Assigned task ▸ Everything from the line containing "Task: point out every instance of the child's leg" through the last line of the records must be returned verbatim, and nothing outside that range.

Data ▸
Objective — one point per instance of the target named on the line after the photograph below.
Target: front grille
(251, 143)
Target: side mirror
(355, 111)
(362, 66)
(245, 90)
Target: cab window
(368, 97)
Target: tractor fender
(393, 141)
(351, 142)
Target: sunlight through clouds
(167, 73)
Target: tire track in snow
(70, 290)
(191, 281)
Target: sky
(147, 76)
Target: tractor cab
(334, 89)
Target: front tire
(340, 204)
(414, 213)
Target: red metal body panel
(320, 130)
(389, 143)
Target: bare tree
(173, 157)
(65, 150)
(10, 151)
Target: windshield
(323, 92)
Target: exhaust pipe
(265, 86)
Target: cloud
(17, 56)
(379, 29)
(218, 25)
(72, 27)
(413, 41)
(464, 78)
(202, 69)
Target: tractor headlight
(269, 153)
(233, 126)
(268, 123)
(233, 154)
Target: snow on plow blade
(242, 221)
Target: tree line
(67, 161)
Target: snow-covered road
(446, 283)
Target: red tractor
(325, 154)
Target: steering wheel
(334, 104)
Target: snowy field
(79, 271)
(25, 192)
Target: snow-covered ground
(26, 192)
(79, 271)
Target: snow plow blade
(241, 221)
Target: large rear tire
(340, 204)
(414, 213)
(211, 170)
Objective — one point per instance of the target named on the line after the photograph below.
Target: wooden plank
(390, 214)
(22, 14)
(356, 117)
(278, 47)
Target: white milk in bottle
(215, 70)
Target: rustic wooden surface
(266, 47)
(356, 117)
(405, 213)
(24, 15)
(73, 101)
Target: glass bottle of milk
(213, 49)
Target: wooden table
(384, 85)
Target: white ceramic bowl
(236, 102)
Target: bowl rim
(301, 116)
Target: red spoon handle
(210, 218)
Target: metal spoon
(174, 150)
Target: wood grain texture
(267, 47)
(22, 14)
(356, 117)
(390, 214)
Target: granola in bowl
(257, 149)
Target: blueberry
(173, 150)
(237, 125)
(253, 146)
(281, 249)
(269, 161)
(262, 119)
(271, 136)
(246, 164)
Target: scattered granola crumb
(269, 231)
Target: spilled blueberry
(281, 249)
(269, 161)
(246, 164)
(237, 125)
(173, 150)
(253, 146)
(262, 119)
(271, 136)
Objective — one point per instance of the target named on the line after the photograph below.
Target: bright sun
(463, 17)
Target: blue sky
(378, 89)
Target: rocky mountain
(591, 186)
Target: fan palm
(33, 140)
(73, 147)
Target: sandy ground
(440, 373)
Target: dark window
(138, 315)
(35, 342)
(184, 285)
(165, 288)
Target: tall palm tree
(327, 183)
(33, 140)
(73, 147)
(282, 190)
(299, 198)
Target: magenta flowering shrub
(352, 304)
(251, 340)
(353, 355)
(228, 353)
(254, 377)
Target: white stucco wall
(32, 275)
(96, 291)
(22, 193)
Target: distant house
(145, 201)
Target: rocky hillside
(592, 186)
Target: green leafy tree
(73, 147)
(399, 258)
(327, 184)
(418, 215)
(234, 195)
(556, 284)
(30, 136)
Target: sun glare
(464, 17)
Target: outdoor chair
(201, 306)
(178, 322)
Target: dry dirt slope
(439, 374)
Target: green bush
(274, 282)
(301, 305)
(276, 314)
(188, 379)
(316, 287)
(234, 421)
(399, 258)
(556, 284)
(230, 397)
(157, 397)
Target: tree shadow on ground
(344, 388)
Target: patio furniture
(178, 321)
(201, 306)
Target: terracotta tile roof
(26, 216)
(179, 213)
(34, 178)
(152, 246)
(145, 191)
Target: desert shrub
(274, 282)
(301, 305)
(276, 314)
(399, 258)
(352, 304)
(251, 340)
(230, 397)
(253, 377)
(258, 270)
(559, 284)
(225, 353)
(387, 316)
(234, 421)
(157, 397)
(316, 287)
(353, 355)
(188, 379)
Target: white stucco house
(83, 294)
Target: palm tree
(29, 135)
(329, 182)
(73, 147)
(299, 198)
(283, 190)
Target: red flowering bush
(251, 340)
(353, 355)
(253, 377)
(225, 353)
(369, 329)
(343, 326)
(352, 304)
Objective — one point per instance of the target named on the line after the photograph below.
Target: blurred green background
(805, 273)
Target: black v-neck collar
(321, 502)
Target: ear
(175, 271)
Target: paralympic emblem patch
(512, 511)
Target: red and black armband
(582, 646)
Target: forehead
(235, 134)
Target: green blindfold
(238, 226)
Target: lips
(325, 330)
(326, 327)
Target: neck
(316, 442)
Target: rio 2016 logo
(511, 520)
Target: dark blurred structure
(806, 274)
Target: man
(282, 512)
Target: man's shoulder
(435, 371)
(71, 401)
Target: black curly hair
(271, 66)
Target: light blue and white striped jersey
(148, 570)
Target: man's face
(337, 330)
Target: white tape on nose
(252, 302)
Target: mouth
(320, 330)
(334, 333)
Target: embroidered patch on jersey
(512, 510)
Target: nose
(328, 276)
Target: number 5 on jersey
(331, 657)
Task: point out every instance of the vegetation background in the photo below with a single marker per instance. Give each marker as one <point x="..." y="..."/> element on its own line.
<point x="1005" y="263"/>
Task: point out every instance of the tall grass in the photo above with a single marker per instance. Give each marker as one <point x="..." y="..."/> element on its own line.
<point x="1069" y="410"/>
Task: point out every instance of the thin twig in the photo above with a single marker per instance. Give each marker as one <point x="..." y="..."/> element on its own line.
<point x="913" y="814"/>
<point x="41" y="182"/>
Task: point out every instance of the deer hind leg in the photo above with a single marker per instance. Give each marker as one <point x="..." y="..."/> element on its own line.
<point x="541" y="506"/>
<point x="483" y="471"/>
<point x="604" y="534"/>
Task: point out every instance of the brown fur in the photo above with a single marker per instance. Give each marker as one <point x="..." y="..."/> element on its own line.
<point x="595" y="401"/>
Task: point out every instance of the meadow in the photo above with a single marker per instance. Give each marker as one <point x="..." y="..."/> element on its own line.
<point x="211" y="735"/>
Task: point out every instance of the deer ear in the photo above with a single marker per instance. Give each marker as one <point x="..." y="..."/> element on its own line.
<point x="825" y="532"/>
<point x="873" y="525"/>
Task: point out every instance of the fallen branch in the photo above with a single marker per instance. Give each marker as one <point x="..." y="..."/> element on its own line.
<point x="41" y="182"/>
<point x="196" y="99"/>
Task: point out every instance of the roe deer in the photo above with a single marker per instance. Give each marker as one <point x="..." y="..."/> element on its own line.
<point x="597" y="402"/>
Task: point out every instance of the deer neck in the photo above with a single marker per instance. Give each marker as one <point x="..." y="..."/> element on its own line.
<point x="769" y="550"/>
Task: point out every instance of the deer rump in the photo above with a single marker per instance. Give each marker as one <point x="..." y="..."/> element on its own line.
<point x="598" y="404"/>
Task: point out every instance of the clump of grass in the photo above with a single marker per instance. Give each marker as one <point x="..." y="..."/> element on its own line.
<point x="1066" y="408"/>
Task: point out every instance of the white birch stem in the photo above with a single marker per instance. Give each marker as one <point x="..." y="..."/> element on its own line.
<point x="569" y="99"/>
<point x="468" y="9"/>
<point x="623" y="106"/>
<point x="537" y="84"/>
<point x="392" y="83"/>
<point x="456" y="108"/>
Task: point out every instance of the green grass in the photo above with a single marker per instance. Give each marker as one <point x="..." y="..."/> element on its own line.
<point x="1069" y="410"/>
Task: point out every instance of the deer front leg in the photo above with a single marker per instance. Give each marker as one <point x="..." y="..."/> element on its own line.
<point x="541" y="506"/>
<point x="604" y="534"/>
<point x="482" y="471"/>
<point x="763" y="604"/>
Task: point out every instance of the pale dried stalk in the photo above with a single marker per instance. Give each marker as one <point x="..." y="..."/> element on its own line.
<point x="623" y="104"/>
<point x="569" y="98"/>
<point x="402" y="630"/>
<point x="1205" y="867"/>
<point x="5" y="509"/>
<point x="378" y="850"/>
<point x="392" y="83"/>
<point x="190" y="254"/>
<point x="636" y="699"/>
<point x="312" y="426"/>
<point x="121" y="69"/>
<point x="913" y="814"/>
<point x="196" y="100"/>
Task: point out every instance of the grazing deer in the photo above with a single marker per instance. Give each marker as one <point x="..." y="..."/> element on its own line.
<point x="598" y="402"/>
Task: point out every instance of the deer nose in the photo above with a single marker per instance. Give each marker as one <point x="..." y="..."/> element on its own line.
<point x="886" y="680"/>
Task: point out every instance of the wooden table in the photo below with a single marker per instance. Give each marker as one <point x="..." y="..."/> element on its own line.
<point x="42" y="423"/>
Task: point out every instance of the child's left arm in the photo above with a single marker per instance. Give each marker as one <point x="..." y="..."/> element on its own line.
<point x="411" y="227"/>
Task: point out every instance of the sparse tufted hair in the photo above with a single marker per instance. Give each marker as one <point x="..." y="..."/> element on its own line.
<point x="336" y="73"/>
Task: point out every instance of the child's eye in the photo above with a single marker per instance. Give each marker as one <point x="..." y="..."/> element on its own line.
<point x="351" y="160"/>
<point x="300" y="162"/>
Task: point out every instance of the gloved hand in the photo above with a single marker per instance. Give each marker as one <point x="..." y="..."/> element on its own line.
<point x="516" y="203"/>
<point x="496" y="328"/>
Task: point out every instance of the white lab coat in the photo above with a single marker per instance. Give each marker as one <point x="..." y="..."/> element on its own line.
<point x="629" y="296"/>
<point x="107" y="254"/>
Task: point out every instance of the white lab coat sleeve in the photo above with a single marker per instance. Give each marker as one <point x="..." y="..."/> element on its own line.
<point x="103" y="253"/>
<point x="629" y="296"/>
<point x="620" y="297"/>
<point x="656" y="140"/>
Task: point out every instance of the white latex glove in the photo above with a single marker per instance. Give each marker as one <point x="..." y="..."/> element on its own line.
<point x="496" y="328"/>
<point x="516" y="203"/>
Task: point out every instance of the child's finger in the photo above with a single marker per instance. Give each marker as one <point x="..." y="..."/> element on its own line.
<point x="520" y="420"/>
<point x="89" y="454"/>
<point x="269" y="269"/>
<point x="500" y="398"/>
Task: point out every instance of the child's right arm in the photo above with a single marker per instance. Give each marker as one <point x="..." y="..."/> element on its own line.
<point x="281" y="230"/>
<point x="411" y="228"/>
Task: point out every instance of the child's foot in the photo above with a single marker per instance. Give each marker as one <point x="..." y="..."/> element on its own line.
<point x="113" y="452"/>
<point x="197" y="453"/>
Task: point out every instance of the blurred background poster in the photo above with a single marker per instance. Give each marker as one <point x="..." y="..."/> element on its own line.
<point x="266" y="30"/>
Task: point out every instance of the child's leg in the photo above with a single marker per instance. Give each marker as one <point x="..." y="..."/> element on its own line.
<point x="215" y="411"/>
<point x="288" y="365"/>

Final answer ▸
Task: point out every instance of the child's leg in the photo above with a single marker per instance. Give each marker as one <point x="..." y="..."/> element on its own line.
<point x="215" y="411"/>
<point x="288" y="365"/>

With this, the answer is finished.